## Aim of the task
Add 22 to every bounding-box coordinate in the answers, and write out the material again with its requests, starting from the first line and stopping after the line that contains "194, 1298, 221]]".

## Records to use
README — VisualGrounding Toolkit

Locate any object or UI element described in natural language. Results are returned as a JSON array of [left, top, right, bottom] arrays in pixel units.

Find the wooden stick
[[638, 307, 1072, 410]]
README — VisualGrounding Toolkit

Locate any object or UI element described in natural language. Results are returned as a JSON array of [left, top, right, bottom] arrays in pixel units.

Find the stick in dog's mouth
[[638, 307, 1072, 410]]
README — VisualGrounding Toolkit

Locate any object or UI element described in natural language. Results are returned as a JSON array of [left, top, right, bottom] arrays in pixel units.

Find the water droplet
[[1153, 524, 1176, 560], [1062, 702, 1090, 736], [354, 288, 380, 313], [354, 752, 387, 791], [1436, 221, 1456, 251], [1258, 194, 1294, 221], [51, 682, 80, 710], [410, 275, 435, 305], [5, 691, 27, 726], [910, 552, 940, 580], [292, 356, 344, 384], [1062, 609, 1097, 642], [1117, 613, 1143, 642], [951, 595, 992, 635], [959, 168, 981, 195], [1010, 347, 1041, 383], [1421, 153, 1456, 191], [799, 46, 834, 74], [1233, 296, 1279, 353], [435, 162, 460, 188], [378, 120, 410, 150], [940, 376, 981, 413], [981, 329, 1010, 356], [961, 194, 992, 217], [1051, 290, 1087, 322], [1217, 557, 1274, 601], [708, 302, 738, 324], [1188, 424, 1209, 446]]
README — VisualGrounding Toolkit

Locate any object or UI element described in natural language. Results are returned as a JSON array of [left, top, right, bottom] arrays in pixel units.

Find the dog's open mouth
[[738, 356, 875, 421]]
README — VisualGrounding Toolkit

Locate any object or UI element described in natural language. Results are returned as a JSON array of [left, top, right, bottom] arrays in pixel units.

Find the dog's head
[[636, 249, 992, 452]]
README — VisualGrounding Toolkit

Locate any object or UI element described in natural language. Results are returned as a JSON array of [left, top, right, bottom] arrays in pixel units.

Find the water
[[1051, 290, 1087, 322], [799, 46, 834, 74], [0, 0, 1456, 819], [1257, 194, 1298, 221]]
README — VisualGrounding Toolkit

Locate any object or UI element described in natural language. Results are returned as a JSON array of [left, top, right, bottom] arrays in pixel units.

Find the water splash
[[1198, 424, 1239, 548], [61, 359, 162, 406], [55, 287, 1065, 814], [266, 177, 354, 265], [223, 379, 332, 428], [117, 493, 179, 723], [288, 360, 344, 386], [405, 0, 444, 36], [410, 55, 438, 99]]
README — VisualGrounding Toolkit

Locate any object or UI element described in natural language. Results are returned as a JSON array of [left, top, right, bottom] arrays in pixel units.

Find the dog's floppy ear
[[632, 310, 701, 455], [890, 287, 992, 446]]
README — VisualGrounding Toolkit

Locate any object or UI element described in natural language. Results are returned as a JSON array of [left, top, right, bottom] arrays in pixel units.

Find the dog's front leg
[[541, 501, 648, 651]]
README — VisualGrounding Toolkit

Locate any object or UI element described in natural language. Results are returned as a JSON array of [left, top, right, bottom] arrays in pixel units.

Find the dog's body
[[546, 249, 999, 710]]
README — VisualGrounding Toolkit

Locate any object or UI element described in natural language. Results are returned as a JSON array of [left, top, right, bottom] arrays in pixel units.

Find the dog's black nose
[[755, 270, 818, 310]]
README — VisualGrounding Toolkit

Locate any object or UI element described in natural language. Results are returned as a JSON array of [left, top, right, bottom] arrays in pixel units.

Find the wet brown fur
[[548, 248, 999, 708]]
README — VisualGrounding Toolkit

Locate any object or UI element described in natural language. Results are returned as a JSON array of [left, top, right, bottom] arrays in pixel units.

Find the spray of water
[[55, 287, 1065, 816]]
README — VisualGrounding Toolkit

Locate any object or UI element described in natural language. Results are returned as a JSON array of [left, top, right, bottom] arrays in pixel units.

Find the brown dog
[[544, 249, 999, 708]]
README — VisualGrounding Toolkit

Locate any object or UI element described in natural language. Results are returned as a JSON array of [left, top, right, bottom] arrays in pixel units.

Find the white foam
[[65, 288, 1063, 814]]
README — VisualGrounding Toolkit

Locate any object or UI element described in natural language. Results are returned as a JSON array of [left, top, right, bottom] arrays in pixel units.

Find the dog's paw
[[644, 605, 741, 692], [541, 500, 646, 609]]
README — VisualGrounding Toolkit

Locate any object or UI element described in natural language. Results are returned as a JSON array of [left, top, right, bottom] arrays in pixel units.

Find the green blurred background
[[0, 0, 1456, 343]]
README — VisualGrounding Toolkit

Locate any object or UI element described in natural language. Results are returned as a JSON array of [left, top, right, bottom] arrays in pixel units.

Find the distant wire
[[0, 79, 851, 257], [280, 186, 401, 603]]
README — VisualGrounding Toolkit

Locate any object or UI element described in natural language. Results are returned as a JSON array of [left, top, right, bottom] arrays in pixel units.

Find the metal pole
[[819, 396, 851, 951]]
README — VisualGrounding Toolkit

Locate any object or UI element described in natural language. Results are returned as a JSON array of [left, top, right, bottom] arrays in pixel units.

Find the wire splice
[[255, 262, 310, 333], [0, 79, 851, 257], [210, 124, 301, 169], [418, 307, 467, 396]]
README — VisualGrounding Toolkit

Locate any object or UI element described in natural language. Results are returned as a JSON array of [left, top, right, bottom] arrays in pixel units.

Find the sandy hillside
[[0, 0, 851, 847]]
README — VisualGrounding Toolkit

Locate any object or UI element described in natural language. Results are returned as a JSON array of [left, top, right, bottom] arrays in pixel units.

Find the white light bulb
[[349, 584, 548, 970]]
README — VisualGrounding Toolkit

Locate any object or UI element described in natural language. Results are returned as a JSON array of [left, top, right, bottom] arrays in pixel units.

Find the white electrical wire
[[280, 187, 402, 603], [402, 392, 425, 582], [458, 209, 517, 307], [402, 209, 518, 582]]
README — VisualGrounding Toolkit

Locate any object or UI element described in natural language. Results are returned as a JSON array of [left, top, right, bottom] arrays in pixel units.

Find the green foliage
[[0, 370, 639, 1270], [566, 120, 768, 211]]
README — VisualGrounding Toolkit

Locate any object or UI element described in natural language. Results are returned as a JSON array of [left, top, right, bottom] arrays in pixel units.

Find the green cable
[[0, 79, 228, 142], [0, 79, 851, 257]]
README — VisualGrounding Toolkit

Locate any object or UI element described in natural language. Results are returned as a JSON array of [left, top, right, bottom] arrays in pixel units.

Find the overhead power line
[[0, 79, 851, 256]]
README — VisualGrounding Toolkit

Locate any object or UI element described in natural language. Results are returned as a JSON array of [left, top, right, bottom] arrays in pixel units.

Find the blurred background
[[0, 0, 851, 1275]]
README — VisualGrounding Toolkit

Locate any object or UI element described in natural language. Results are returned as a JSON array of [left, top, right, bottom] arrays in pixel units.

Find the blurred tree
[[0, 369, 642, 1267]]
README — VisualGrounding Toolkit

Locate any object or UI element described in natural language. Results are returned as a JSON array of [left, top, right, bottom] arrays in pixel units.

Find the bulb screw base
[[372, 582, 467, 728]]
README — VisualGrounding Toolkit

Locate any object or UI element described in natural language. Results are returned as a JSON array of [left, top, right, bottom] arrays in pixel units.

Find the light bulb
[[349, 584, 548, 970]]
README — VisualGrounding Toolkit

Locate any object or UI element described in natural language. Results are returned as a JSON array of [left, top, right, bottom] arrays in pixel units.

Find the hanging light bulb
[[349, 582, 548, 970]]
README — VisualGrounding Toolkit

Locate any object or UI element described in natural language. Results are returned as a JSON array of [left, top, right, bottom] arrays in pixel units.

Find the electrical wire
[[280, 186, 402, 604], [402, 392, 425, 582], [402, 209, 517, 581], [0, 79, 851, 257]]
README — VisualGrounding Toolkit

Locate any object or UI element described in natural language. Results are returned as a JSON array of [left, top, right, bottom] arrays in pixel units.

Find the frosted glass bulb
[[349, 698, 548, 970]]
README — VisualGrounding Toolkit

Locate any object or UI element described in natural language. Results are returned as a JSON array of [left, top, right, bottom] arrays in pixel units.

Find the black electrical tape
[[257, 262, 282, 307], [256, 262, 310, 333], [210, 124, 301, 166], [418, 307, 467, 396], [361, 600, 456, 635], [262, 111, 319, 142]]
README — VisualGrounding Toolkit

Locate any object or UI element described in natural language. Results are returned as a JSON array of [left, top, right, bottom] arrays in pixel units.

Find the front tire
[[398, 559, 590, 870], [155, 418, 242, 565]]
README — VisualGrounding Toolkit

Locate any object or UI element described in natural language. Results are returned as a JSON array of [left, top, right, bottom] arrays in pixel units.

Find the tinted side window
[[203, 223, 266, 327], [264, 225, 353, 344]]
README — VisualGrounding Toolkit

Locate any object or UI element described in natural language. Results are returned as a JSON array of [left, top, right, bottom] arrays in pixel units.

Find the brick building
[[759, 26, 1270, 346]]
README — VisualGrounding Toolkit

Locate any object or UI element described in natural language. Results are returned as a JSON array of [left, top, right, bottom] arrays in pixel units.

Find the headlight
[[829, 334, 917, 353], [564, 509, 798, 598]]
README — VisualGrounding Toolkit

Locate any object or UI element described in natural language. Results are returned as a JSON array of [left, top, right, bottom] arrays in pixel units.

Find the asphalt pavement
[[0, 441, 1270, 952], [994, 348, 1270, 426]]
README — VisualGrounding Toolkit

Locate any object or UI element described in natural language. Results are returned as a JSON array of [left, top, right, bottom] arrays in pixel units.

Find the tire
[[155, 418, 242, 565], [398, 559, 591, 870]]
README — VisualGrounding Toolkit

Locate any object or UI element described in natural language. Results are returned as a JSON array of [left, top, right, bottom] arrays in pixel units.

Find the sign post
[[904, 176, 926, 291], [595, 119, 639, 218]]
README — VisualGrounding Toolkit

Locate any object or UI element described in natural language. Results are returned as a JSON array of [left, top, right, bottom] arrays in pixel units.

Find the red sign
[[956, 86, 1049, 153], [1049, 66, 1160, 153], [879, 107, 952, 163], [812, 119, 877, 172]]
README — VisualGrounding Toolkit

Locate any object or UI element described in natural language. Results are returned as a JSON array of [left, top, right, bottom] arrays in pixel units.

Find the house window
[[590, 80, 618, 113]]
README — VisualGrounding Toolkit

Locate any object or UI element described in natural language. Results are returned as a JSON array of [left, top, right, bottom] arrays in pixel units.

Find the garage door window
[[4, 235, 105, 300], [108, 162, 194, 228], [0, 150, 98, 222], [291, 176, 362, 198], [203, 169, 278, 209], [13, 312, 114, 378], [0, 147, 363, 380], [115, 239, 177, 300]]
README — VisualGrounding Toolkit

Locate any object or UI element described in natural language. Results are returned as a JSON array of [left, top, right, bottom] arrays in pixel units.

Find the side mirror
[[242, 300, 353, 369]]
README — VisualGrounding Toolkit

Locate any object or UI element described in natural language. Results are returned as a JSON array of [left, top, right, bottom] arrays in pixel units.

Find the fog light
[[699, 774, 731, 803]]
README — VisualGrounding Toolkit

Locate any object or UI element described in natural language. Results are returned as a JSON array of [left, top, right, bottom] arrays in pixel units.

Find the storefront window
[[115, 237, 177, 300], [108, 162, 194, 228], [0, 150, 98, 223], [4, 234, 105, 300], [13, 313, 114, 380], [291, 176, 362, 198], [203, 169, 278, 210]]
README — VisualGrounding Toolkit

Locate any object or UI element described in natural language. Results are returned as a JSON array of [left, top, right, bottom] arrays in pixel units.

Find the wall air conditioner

## Task answer
README — VisualGrounding Toolkit

Locate any object or UI element described in natural language. Results are returned as a JSON array of [left, top, right, bottom] arrays in pixel units.

Find the wooden stick
[[660, 329, 1094, 432]]
README — VisualGrounding Toolkit

Locate any object or UI element described in natural language. Results are returned as a JSON array of [left, top, right, bottom] arrays in pixel units.

Find the stick in dog's mouth
[[660, 329, 1094, 432]]
README — VisualGrounding Toolkit

Locate any object or UI element described in natural language. Results are returned as a JSON array of [left, top, right, bottom] arrays in pixel units.

Find the water droplet
[[1175, 546, 1198, 582], [1084, 724, 1112, 758], [376, 310, 402, 335], [376, 774, 409, 813], [1458, 243, 1478, 273], [1280, 216, 1316, 243], [73, 704, 102, 732], [432, 297, 457, 327], [27, 713, 49, 748], [932, 574, 962, 602], [314, 378, 366, 406], [1084, 631, 1119, 664], [1139, 635, 1165, 664], [973, 617, 1014, 657], [981, 190, 1003, 217], [1032, 369, 1063, 405], [1443, 175, 1478, 213], [821, 68, 856, 96], [1255, 318, 1301, 375], [457, 184, 482, 210], [400, 142, 432, 172], [962, 398, 1003, 435], [1003, 351, 1032, 378], [983, 216, 1014, 239], [1073, 312, 1109, 344], [1239, 579, 1296, 623], [730, 324, 760, 346], [1210, 446, 1231, 468]]
README — VisualGrounding Toolkit

Locate any object or UI element described in natural language. Results are returned as a JSON array of [left, top, right, bottom] arrays in pixel units.

Find the dog's open mouth
[[760, 378, 897, 443]]
README — VisualGrounding Toolkit

Locate any object or UI element described in natural language. Results are returned as a JSON array of [left, top, right, bottom] arrays in pixel units.

Find the dog's head
[[658, 271, 1014, 474]]
README — VisualGrounding Toolkit

Locate any object or UI element described in natural language. Results are returned as a JSON array of [left, top, right, bottom] arrays in pixel units.

Find the water
[[1073, 312, 1109, 344], [821, 68, 856, 96], [22, 22, 1478, 841], [1279, 216, 1320, 243]]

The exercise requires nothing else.